GIVEN PROBLEM:
Update all the rows below by changing "photo" to "image" wherever it occurs and keeping everything else the same. Leave the pictures out of your answer.

[Saved entries]
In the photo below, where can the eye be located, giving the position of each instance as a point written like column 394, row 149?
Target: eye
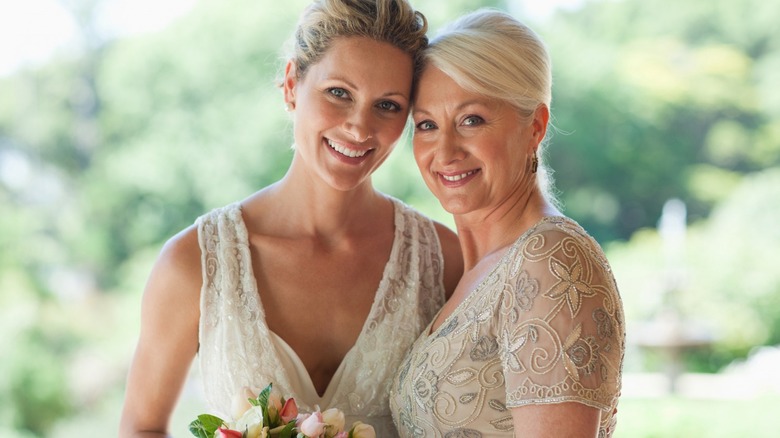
column 425, row 125
column 338, row 92
column 388, row 105
column 473, row 121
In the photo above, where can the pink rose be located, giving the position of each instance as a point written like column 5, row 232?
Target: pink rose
column 274, row 405
column 227, row 433
column 311, row 425
column 289, row 411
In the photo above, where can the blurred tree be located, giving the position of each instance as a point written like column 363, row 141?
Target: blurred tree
column 656, row 100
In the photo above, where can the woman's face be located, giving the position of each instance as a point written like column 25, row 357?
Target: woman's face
column 474, row 152
column 350, row 108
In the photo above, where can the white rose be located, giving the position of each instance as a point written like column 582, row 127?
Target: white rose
column 240, row 402
column 335, row 421
column 251, row 419
column 362, row 430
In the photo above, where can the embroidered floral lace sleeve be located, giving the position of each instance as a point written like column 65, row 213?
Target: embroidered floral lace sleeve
column 544, row 326
column 559, row 323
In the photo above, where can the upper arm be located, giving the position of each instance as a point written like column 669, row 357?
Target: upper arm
column 168, row 340
column 453, row 258
column 569, row 419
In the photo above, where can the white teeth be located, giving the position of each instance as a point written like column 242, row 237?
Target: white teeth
column 343, row 150
column 457, row 177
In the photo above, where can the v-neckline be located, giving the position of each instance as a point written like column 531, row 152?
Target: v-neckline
column 431, row 333
column 381, row 290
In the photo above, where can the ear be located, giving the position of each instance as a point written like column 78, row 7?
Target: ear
column 289, row 82
column 539, row 124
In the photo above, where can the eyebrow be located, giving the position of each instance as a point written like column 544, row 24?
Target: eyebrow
column 352, row 85
column 457, row 108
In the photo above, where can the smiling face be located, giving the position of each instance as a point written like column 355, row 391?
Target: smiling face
column 350, row 108
column 474, row 152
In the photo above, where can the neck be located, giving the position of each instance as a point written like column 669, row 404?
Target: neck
column 312, row 207
column 484, row 232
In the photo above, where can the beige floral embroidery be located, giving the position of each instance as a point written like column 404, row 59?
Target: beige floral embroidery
column 571, row 285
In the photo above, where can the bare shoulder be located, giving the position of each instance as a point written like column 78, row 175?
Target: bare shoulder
column 176, row 278
column 168, row 342
column 453, row 257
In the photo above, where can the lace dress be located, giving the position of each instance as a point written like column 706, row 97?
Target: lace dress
column 238, row 350
column 544, row 326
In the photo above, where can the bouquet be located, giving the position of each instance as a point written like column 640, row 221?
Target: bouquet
column 269, row 415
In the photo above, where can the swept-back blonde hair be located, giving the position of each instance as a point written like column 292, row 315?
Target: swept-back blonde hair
column 392, row 21
column 489, row 52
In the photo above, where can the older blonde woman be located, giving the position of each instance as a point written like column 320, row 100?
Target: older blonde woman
column 531, row 342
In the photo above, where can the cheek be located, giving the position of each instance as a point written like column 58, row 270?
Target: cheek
column 390, row 130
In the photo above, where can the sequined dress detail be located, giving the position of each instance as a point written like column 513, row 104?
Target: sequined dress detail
column 545, row 325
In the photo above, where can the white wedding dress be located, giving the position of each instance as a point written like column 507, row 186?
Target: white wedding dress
column 238, row 350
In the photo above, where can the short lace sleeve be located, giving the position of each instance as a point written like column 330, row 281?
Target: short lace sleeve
column 559, row 327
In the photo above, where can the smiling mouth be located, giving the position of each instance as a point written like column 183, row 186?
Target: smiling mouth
column 347, row 152
column 454, row 178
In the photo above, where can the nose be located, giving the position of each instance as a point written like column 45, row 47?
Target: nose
column 449, row 149
column 358, row 125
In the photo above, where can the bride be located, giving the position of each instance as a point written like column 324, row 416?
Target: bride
column 317, row 283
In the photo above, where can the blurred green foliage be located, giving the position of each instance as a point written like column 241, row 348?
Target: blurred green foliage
column 106, row 153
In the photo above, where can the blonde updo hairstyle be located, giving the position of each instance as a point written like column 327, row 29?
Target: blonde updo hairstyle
column 489, row 52
column 391, row 21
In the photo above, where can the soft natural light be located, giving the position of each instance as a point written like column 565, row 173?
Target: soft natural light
column 31, row 31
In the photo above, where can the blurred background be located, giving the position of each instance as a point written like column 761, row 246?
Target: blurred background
column 122, row 121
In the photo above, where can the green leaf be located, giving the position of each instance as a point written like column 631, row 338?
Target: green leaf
column 288, row 430
column 262, row 400
column 205, row 426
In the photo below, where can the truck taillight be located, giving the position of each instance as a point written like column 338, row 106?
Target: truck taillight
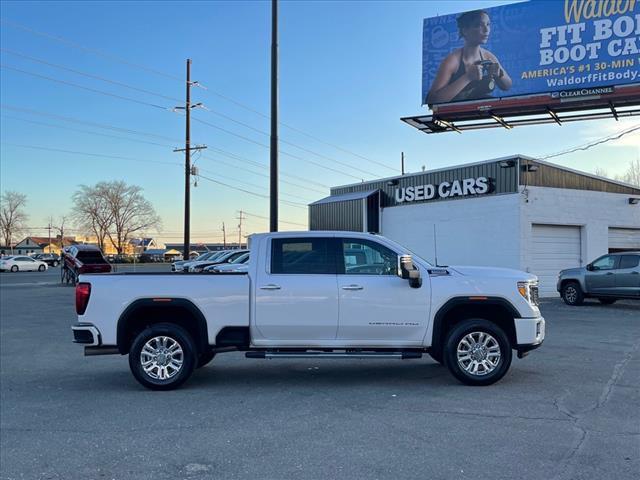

RESPONSE BELOW:
In the image below, where can the eye be located, giving the position of each instance as a point written like column 394, row 149?
Target: eye
column 425, row 125
column 338, row 92
column 388, row 105
column 473, row 121
In the image above, where can the pink rose be located, giving the position of each instance as a point written like column 5, row 232?
Target: pink rose
column 274, row 405
column 227, row 433
column 311, row 425
column 289, row 411
In the image above, where can the blurred tree be located, giving the position of each instance as a point written like column 363, row 141?
Target: blurred tree
column 656, row 100
In the image above, where can the woman's face be located, giving the position of each instance as a point written like column 25, row 357?
Target: woman's face
column 474, row 152
column 350, row 108
In the image above, where can the white rose be located, giving the position of each instance as a point written like column 582, row 127?
Target: white rose
column 240, row 402
column 335, row 421
column 251, row 419
column 362, row 430
In the image above, where can the embroidered floral lace sleeve be located, giving the position of each instance as a point written like column 65, row 213?
Target: embroidered floral lace sleeve
column 544, row 326
column 559, row 323
In the image above, where can the upper arm be located, giving the position of each instance as a point written like column 669, row 357?
Target: upper arm
column 168, row 340
column 453, row 258
column 569, row 419
In the image above, where can the white teeth be located, giving the position of each instance as a point written like column 242, row 237?
Target: white teeth
column 343, row 150
column 457, row 177
In the image above, where can the v-neckline be located, giving the position of each instance as a point written like column 531, row 152?
Target: v-neckline
column 431, row 333
column 381, row 290
In the image above, where can the ear be located, giving the position of each instance as a point written like column 78, row 7?
Target: ear
column 289, row 82
column 539, row 124
In the image above, where can the eyebrow be located, giving the position of each instance as a point written like column 544, row 24?
Target: eyebrow
column 352, row 85
column 457, row 108
In the image above, where can the smiling face be located, giving the position of each instance as a point written like column 355, row 391?
Target: smiling face
column 350, row 108
column 474, row 152
In the image above, where can the neck be located, giving the position of each instance as a point written like column 669, row 404?
Target: neck
column 312, row 207
column 484, row 232
In the image above, where can the beige floral embroidery be located, giving the position of each instance as a point written like column 404, row 59?
Target: beige floral embroidery
column 571, row 285
In the image above, where can the bare shoulder be located, giving the position of each instance as a point written like column 78, row 175?
Target: bare shoulder
column 176, row 278
column 168, row 342
column 453, row 257
In the image above, where can the lace dress be located, giving the position of each instance as a point written like column 706, row 97?
Target: lace dress
column 238, row 350
column 544, row 326
In the image above, where can the bouquet be located, giving the position of each instance as a point written like column 640, row 221?
Target: bouquet
column 269, row 415
In the image above, where can the swept-back blonde hair be located, giving the position of each instance as a point written like column 292, row 315?
Target: swept-back blonde hair
column 392, row 21
column 489, row 52
In the image above, where can the older blonde woman be located, giving the position of each instance as a point written like column 320, row 100?
Target: older blonde woman
column 531, row 342
In the image above, where can the cheek be located, giving the position of each instance as a point written like column 58, row 270?
Target: cheek
column 390, row 130
In the image above, where can the sequined dress detail be located, giving the position of each instance as a point written like column 513, row 104?
Target: sequined dress detail
column 545, row 325
In the image above, where can the white wedding dress be located, giving the position of each instance as a point written like column 507, row 186?
Target: white wedding dress
column 238, row 350
In the image above, where can the short lace sleeve be located, giving the position of each instance as a point written like column 330, row 281?
Target: short lace sleeve
column 559, row 327
In the image above, where can the smiling mouth be located, giving the position of each instance as a point written like column 183, row 186?
Target: smiling mouth
column 347, row 152
column 454, row 178
In the image above, where can the nose be located, giving the position of each instance as a point written like column 45, row 47?
Target: nose
column 449, row 149
column 358, row 125
In the image above, where can the bride be located, giving the position of each instance as a point written like column 324, row 416?
Target: bride
column 317, row 283
In the image above, where can the blurred green foliage be located, giving the position of each instance as a point written like column 241, row 348?
Target: blurred green foliage
column 106, row 153
In the image above, where can the blonde updo hairstyle be located, giving the position of each instance as a point written like column 327, row 29?
Target: blonde updo hairstyle
column 489, row 52
column 391, row 21
In the image above, where can the soft natural light be located, giving the position of each instance as a point written like column 565, row 173?
Target: soft natural light
column 31, row 31
In the image above, where can the blurred background be located, giving the position of each instance as a point written like column 761, row 246?
Target: blurred background
column 122, row 121
In the image above, where can the green leaf be located, giving the position of each instance as a point written like column 631, row 338?
Target: green leaf
column 288, row 430
column 262, row 400
column 205, row 426
In the image below, where can the truck taillight be located, giving the position of each instance as a point written like column 338, row 106?
Target: truck taillight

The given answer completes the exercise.